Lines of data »

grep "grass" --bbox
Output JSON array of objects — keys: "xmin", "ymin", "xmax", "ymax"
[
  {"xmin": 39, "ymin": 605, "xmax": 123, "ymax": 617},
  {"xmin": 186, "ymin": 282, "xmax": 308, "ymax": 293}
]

Exercise task » Edit the data above so that "grass" becomes "lawn", and leave every other line and character unchanged.

Complete output »
grep "lawn" --bbox
Output JSON array of objects — keys: "xmin", "ymin", "xmax", "ymax"
[
  {"xmin": 39, "ymin": 605, "xmax": 123, "ymax": 617},
  {"xmin": 186, "ymin": 282, "xmax": 308, "ymax": 293}
]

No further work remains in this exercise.